WHAT THE TASK ASKS:
Rewrite the records below, changing every "traffic light pole" to "signal pole" and leaving everything else as it is. Leave the pictures out of your version.

RECORDS PROVIDED:
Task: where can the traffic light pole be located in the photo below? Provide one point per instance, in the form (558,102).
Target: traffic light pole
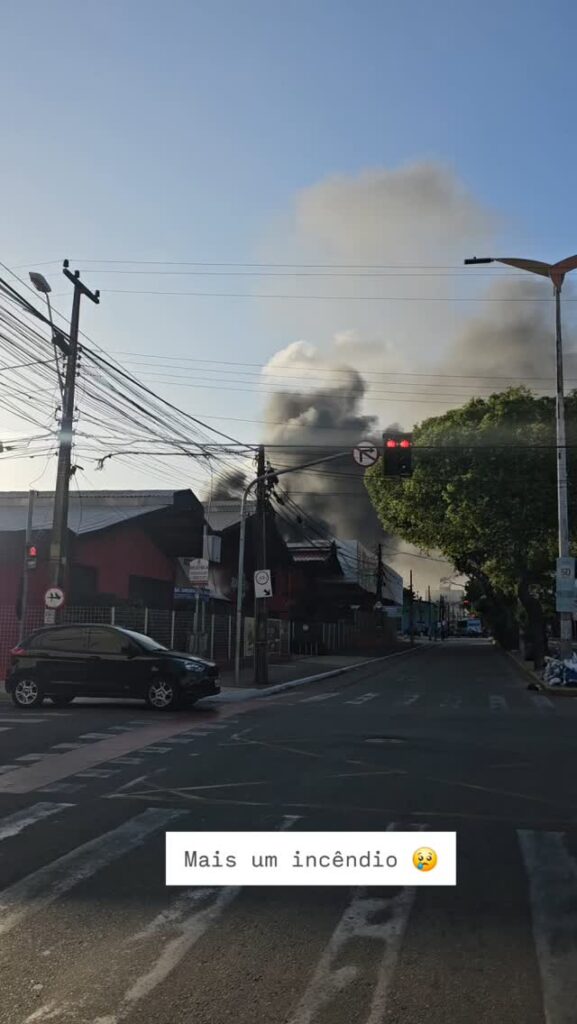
(260,609)
(411,609)
(24,609)
(242,537)
(59,518)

COMPLETE OUTPUT:
Task: where can the signal pole be located in the photo below? Provide one point per instance, in the form (558,102).
Target: signal pole
(260,609)
(411,609)
(24,609)
(242,537)
(59,518)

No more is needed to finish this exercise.